▶ [Passage shown]:
# # # # # # #

[For your information] Ways to build environment and run openrlhf codes on a slurm cluster

glorgao commented 3 months ago

I am a Slurm cluster user.

I found it straightforward to build a conda environment and run the code on a local machine using the provided build_openrlhf.sh script. Well done!

However, the build_openrlhf.sh script doesn't work if you are a slurm cluster user. You may encounter specific errors when running the sft code. Here, I provide my solutions for these errors:

ImportError: /home/user/anaconda3/envs/rlhf/lib/python3.10/site-packages/flash_attn_2_cuda.cpython-310-x86_64-linux-gnu.so: undefined symbol: _ZN2at4_ops5zeros4callEN3c108ArrayRefINS2_6SymIntEEENS2_8optionalINS2_10ScalarTypeEEENS6_INS2_6LayoutEEENS6_INS2_6DeviceEEENS6_IbEE

This error occurs both on my local machine and on my slurm cluster.

Solution 1: Uninstall flash-attn and reinstall it using the commands below:

pip3 uninstall flash-attn
FLASH_ATTENTION_FORCE_BUILD=TRUE pip3 install flash-attn==2.5.0

Solution 2: Reinstall flash-attn with the corresponding cxx11abiFALSE version manually. You can find it on this page: https://github.com/Dao-AILab/flash-attention/releases/tag/v2.4.2. This solution is provided by https://github.com/Dao-AILab/flash-attention/issues/451

I opted for solution 1, but I recommend others to choose solution 2 to exactly follow the setup of the openrlhf project.

ninja: build stopped: subcommand failed. Traceback (most recent call last): File "/home/user/anaconda3/envs/openrlhf/lib/python3.10/site-packages/torch/utils/cpp_extension.py", line 2096, in _run_ninja_build subprocess.run( File "/home/user/anaconda3/envs/openrlhf/lib/python3.10/subprocess.py", line 526, in run raise CalledProcessError(retcode, process.args, subprocess.CalledProcessError: Command '['ninja', '-v']' returned non-zero exit status 1. ... RuntimeError: Error building extension 'fused_adam' ImportError: /home/user/.cache/torch_extensions/py310_cu118/fused_adam/fused_adam.so: cannot open shared object file: No such file or directory

This error occurs exclusively on my Slurm cluster. At first glance, it seems to stem from the ninja package. However, after several attempts, it became clear that pip3 was the actual culprit. I strongly advise slurm users not to install requirements using the provided build_openrlhf.sh script. This script uses pip3 which, in most cases, is unstable and not recommended. A more reliable alternative is to install the required packages using conda. Included here is my yaml file, which has allowed me to successfully run the code on my slurm cluster.

# # # # # # #

▶ [Tasks and exercises]:
1. From the Slurm setup thread, quote the stretch from "[For your information]" through "script. Well done!".
2. According to the Slurm setup thread, what tool does the poster recommend for installing the required packages on a Slurm cluster?

# # # # # # #

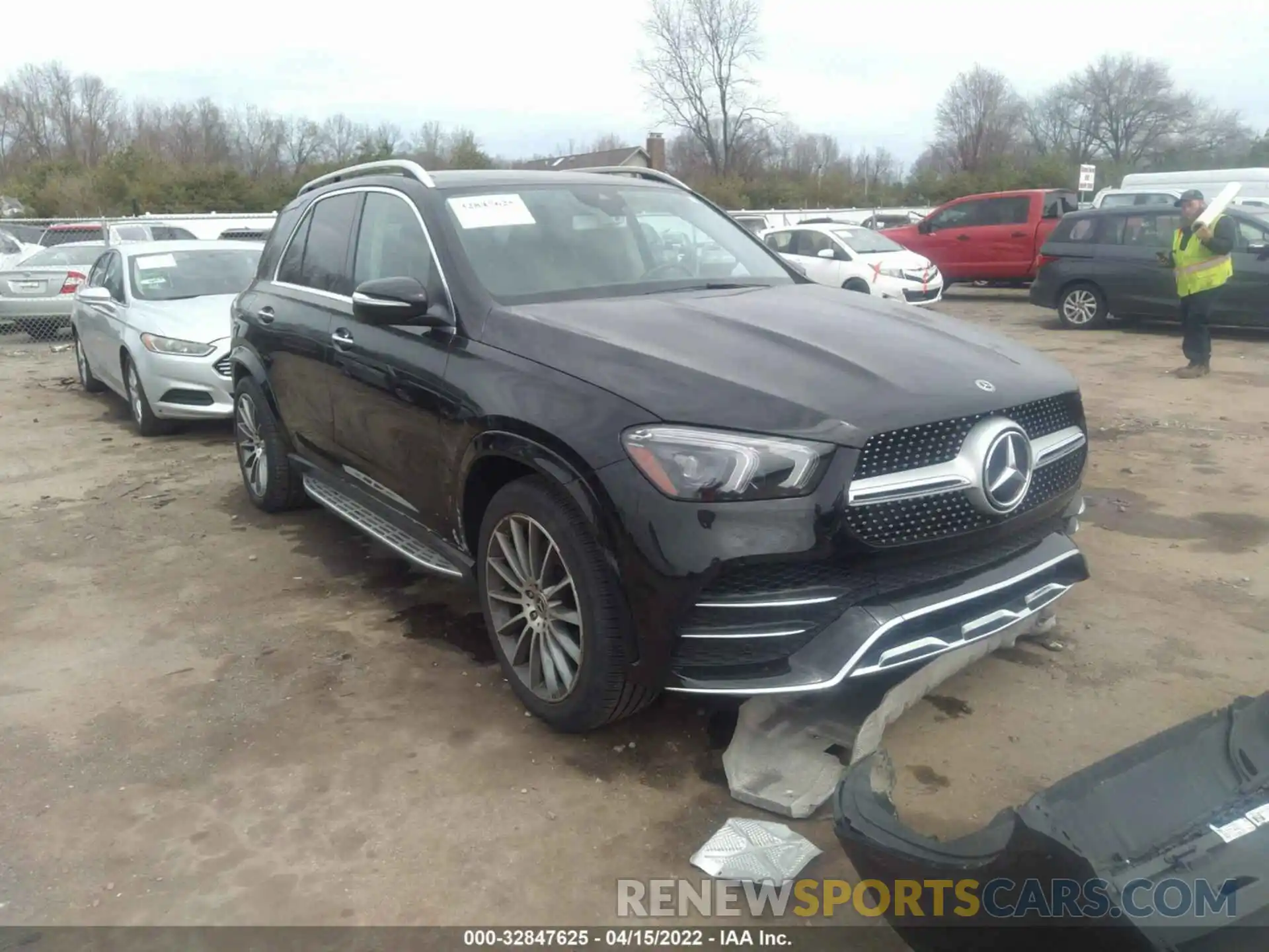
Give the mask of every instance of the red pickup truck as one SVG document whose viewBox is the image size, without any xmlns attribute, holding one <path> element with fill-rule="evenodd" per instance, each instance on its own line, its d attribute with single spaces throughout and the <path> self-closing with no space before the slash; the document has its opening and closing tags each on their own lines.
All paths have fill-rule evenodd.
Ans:
<svg viewBox="0 0 1269 952">
<path fill-rule="evenodd" d="M 923 254 L 943 272 L 944 287 L 967 281 L 1032 281 L 1044 239 L 1079 208 L 1070 189 L 1027 189 L 966 195 L 915 225 L 882 235 Z"/>
</svg>

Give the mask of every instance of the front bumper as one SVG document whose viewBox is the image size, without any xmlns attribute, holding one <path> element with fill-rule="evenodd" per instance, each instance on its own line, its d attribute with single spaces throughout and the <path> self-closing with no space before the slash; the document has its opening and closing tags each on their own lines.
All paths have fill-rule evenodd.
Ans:
<svg viewBox="0 0 1269 952">
<path fill-rule="evenodd" d="M 1077 510 L 1071 510 L 1075 519 Z M 791 593 L 783 603 L 755 603 L 744 597 L 698 604 L 714 613 L 735 613 L 749 627 L 727 631 L 718 625 L 697 633 L 681 632 L 670 691 L 699 694 L 772 694 L 822 691 L 844 680 L 891 671 L 905 665 L 964 647 L 982 638 L 1034 625 L 1036 616 L 1089 578 L 1084 555 L 1066 531 L 1047 533 L 1034 545 L 1003 561 L 934 586 L 915 581 L 884 598 L 848 607 L 808 641 L 798 642 L 799 626 L 813 630 L 819 611 L 835 611 L 834 602 L 848 598 L 827 589 Z M 801 603 L 801 604 L 799 604 Z M 840 611 L 840 609 L 838 609 Z M 791 619 L 794 617 L 810 621 Z M 755 628 L 755 616 L 779 613 L 768 632 Z M 798 616 L 798 613 L 801 613 Z M 728 642 L 749 649 L 730 649 Z M 780 663 L 779 649 L 792 644 Z M 755 658 L 770 644 L 768 665 Z M 700 650 L 700 646 L 704 650 Z M 721 645 L 722 647 L 714 647 Z M 737 664 L 709 664 L 708 652 L 728 651 Z"/>
<path fill-rule="evenodd" d="M 133 353 L 137 354 L 141 386 L 155 416 L 206 420 L 233 415 L 228 339 L 216 341 L 216 350 L 209 357 L 156 354 L 140 345 Z M 221 373 L 221 369 L 225 372 Z"/>
</svg>

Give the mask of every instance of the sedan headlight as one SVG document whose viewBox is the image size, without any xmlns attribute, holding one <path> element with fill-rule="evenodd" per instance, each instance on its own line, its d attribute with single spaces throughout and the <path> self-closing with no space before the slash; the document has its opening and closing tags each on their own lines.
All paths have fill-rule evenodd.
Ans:
<svg viewBox="0 0 1269 952">
<path fill-rule="evenodd" d="M 622 443 L 665 495 L 700 503 L 805 496 L 834 451 L 829 443 L 692 426 L 636 426 Z"/>
<path fill-rule="evenodd" d="M 156 354 L 176 354 L 178 357 L 207 357 L 216 349 L 212 344 L 160 338 L 157 334 L 142 334 L 141 343 L 146 345 L 146 350 L 152 350 Z"/>
</svg>

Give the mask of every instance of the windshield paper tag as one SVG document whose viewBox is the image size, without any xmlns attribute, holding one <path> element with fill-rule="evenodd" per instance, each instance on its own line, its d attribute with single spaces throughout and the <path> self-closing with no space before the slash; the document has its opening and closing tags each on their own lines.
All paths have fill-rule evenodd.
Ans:
<svg viewBox="0 0 1269 952">
<path fill-rule="evenodd" d="M 148 272 L 156 268 L 175 268 L 176 259 L 171 255 L 145 255 L 141 258 L 133 258 L 137 263 L 137 270 Z"/>
<path fill-rule="evenodd" d="M 519 195 L 467 195 L 450 198 L 449 207 L 464 228 L 496 228 L 503 225 L 537 225 Z"/>
</svg>

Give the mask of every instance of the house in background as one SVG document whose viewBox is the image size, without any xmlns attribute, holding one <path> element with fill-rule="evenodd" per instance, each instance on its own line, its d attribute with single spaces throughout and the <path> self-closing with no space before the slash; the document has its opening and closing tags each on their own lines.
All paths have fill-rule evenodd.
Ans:
<svg viewBox="0 0 1269 952">
<path fill-rule="evenodd" d="M 664 171 L 665 137 L 660 132 L 650 132 L 647 143 L 642 146 L 623 146 L 622 149 L 607 149 L 603 152 L 581 152 L 579 155 L 557 155 L 518 164 L 520 169 L 553 171 L 594 169 L 600 165 L 629 165 L 636 169 Z"/>
</svg>

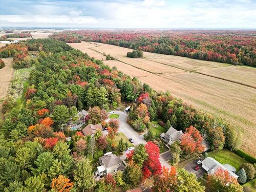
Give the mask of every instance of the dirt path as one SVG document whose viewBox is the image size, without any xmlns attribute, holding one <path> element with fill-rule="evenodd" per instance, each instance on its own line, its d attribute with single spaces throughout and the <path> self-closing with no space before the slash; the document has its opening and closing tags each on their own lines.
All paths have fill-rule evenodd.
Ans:
<svg viewBox="0 0 256 192">
<path fill-rule="evenodd" d="M 130 58 L 126 54 L 131 49 L 95 44 L 70 45 L 95 58 L 110 54 L 118 60 L 104 60 L 110 67 L 222 118 L 243 133 L 242 149 L 256 156 L 255 68 L 148 52 L 143 58 Z"/>
</svg>

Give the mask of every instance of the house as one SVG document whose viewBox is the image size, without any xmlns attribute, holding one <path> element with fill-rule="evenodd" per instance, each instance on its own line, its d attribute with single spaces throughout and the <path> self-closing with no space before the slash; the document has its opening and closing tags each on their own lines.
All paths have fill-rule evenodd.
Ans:
<svg viewBox="0 0 256 192">
<path fill-rule="evenodd" d="M 108 174 L 114 175 L 118 170 L 124 169 L 124 165 L 122 163 L 119 157 L 112 154 L 112 152 L 106 153 L 104 156 L 99 158 L 100 166 L 97 167 L 95 176 L 102 177 Z"/>
<path fill-rule="evenodd" d="M 182 131 L 177 131 L 171 126 L 166 133 L 162 133 L 160 136 L 161 139 L 170 145 L 174 142 L 179 141 L 183 134 Z"/>
<path fill-rule="evenodd" d="M 202 167 L 208 174 L 214 174 L 220 168 L 228 171 L 229 175 L 237 179 L 238 176 L 235 174 L 237 169 L 228 164 L 223 165 L 211 157 L 206 157 L 202 162 Z"/>
<path fill-rule="evenodd" d="M 102 131 L 102 126 L 101 125 L 101 123 L 95 125 L 89 124 L 82 130 L 82 132 L 85 136 L 90 136 L 93 137 L 97 131 L 99 131 L 100 132 Z"/>
</svg>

# # # # # # #

▶ [Final results]:
1.
[For your information] Ways to build environment and run openrlhf codes on a slurm cluster

glorgao commented 3 months ago

I am a Slurm cluster user.

I found it straightforward to build a conda environment and run the code on a local machine using the provided build_openrlhf.sh script. Well done!

2. Conda.